_What to do_:
Reproduce everything from the start of the items down to the line containing "(1202, 135)", both ends included, substituting "arena" for "stadium" and keeping all other text unchanged. Return only those lines.

___

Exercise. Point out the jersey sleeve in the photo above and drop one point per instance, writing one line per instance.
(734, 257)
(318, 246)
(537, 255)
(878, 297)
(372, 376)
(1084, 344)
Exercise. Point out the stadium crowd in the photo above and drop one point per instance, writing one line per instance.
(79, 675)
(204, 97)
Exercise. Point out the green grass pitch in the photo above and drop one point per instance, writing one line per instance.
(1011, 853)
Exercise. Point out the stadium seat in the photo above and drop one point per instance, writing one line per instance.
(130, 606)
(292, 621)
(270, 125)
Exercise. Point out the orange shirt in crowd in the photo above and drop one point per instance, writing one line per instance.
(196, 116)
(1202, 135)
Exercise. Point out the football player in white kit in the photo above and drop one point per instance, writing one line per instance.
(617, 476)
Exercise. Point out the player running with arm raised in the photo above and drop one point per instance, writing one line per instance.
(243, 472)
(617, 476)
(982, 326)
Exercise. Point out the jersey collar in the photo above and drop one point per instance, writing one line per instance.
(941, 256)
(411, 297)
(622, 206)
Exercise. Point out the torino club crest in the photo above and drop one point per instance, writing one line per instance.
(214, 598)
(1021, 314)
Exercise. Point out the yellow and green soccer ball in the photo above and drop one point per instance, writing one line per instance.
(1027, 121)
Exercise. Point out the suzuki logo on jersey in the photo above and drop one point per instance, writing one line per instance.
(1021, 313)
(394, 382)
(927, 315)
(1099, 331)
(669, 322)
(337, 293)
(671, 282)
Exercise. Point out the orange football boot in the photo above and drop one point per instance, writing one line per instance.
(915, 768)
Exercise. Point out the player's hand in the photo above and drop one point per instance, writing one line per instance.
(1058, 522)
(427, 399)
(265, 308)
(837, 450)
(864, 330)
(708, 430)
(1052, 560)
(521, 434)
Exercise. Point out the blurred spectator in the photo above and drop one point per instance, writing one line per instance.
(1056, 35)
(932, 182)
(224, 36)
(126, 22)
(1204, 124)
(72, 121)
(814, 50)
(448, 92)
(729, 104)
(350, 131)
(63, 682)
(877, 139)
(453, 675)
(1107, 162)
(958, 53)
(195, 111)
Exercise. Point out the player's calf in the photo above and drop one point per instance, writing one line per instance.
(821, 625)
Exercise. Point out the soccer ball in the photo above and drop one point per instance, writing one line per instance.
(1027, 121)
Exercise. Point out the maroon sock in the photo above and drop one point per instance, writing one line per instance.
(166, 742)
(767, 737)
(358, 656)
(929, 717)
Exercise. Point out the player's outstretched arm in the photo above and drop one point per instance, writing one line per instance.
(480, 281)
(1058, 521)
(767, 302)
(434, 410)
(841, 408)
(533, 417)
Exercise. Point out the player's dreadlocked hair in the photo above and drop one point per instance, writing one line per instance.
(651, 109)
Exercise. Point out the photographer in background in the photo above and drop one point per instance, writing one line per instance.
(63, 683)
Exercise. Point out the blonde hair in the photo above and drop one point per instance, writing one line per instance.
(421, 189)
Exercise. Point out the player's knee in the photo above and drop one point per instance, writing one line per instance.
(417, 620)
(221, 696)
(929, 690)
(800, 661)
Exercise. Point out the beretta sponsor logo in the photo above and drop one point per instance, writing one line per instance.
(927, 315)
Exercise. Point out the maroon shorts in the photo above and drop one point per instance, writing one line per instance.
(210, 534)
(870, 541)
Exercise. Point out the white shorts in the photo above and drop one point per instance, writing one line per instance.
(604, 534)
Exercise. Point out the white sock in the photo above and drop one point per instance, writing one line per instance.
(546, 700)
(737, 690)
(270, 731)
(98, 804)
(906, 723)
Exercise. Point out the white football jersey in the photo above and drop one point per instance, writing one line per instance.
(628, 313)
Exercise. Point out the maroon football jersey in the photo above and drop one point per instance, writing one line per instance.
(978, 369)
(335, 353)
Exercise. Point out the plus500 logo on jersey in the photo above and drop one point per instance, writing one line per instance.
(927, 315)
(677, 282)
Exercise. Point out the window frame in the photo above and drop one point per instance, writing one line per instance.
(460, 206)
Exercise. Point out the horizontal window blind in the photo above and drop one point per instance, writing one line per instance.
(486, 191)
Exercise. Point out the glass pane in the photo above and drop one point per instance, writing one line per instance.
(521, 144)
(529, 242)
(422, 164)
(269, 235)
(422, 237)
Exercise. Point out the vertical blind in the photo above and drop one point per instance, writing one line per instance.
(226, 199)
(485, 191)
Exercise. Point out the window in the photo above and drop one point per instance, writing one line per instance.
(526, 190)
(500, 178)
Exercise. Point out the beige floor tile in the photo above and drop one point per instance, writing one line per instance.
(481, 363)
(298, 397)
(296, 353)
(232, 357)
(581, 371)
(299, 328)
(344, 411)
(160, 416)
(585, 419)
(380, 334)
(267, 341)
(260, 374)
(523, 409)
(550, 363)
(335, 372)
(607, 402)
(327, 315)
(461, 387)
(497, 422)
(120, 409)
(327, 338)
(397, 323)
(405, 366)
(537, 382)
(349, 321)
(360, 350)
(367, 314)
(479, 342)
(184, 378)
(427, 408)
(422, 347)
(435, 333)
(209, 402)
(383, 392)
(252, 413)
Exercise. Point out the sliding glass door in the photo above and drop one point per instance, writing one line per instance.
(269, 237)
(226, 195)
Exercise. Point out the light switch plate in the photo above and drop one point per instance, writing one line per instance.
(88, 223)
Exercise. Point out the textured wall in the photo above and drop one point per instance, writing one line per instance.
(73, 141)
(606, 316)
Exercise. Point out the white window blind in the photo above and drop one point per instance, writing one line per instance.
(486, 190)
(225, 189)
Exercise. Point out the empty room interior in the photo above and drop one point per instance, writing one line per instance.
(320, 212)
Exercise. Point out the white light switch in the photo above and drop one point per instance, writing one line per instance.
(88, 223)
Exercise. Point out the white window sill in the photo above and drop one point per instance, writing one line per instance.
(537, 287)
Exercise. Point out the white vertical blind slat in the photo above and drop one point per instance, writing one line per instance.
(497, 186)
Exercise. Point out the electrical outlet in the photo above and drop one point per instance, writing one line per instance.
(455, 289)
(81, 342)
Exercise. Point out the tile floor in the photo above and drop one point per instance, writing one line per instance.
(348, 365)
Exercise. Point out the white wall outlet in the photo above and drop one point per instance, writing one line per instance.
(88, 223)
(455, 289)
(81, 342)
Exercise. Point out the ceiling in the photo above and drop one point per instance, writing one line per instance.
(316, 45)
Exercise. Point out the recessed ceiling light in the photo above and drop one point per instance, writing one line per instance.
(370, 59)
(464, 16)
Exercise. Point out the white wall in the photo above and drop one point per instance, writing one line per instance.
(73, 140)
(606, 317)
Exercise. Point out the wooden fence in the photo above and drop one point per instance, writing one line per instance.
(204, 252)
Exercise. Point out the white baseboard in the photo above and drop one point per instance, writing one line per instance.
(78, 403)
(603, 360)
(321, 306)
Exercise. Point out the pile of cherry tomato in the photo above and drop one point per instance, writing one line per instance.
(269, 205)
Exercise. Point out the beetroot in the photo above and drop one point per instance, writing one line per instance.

___

_Output of the exercise_:
Exercise. Point out the jersey sleeve in the photo above and drop one point per instance, writing one line per instance.
(734, 257)
(318, 246)
(537, 255)
(878, 297)
(372, 376)
(1084, 344)
Exercise. Point out the arena crowd in the photo above and drop one point per instance, writing one line per instance.
(79, 675)
(204, 97)
Exercise. Point out the green grass pitch in the photo above and drop one point per instance, writing one line per instance.
(1011, 853)
Exercise. Point out the arena seat in the photo above and drop one point per instance, writing one line per instance.
(130, 606)
(292, 621)
(270, 125)
Exercise. Point out the orange shirt in crowd in the photo above and drop one point per instance, writing one line per instance.
(196, 116)
(1202, 135)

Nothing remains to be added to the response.